─── Extrait choisi

Bon, c’est définitivement
suffisant pour y marcher tout de même. Un paysage lunaire, de différents
plateaux d’herbe plane posés sur des monticules de tourbe noire. Et de l’autre
côté ? Le ring of Kerry. Tout entier. Au centre, dans les nuages, il y a
ce fameux massif, le plus haut de l’Irlande, que nous ne regretterons
jamais : notre ballade est unique. Le paysage, époustouflant, la nature
sauvage et l’effort… Bah, dans les limites du raisonnable. Finalement, nous
commençons à descendre, devant une étendue de nature extraordinaire : nous
faisons face au lac de Killarney. Je fais quelques essais avec la Go-Pro sur la
tête, ce qui n’est pas évident parce qu’une fois le bandeau en place, je n’ai
aucun moyen de savoir si cette dernière est allumée. Un véritable stress, qui
va déteindre sur mes compagnons (on sent bien la frustration, au trentième
« c’est allumé ? »). Mais pour l’heure ils ont encore un peu de
répit : Michel et Marie, partis un peu en avance, ont pu nous trouver un
repli de terrain au sec, pour lequel une ligne de roches fait un véritable banc
naturel. Avec une vue pareille, on ne se fait pas prier.

──────

- **Votre tâche**: Dans l'extrait, face à quel lac les randonneurs se trouvent-ils quand ils commencent à descendre ? Répondez en vous appuyant uniquement sur l'extrait.

─── Données fournies

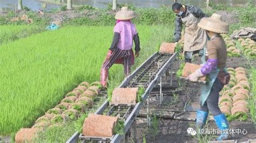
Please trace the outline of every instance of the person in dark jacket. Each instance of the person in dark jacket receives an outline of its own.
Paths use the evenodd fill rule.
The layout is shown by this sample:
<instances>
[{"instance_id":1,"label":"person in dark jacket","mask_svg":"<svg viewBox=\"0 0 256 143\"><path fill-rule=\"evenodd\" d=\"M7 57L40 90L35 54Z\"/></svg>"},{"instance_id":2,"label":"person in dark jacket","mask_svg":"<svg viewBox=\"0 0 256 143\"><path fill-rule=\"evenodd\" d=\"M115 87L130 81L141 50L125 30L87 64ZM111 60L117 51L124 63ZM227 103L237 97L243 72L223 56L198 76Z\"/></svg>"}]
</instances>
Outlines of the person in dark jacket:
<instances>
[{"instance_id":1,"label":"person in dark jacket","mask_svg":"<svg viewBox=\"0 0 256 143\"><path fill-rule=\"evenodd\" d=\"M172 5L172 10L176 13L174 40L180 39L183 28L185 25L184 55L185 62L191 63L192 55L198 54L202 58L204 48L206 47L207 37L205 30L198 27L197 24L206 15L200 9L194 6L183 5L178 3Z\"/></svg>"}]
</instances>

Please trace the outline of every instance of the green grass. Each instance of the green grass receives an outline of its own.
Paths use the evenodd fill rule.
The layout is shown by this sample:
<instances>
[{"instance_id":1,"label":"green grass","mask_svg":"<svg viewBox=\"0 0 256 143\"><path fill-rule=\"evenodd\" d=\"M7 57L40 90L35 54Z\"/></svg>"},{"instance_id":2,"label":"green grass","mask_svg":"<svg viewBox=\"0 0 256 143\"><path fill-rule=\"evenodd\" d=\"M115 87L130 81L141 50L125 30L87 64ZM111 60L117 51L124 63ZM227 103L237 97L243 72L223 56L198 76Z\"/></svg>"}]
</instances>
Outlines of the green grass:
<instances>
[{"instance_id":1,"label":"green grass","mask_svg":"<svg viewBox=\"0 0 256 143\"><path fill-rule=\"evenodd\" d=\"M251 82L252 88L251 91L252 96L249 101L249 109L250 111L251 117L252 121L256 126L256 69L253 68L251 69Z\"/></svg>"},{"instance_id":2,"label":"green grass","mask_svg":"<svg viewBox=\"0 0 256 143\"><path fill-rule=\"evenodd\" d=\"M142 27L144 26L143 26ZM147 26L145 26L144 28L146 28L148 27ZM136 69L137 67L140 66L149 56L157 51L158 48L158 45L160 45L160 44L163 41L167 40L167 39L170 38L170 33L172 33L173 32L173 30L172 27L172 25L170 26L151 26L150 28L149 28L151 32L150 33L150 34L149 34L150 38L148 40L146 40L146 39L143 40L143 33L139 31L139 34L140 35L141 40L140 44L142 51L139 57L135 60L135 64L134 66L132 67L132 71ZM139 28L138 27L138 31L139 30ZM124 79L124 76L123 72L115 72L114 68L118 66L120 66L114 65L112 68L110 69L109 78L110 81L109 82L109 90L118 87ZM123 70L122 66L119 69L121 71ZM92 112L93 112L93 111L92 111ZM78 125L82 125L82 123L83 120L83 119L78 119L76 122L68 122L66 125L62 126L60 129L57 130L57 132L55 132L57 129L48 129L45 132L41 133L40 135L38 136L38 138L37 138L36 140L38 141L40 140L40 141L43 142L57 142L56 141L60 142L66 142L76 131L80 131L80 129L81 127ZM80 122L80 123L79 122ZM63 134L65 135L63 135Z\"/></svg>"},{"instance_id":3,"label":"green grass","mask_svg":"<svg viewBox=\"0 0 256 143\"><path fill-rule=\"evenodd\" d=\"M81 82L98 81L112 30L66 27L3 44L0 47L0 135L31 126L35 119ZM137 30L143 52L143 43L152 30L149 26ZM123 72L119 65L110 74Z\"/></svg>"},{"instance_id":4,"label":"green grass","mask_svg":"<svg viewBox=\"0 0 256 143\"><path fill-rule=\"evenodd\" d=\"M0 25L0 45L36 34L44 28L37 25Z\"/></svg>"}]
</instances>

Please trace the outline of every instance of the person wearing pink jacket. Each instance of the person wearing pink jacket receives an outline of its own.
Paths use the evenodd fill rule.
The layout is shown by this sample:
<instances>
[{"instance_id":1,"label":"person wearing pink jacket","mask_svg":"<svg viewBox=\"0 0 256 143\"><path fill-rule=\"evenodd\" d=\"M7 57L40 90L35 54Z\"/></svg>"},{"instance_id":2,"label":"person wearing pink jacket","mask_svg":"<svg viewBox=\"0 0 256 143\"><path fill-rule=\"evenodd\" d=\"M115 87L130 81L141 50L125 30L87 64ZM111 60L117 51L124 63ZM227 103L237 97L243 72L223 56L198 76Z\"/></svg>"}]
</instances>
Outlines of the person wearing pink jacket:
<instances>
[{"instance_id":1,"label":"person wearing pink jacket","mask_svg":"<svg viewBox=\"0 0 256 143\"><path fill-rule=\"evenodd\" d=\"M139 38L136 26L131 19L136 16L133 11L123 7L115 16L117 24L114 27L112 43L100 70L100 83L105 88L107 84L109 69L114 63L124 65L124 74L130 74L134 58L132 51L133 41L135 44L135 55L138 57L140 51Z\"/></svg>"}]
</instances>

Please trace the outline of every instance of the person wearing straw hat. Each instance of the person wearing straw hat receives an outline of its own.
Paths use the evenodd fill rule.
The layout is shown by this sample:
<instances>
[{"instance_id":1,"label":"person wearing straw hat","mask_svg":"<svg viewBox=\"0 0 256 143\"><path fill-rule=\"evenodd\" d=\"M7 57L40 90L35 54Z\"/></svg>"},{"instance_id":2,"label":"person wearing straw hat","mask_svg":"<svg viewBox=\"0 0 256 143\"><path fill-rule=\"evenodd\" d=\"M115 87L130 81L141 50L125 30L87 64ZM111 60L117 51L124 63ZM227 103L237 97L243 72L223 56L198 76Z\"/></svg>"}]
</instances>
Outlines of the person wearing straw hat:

──────

- **Résultat obtenu**: Le lac de Killarney.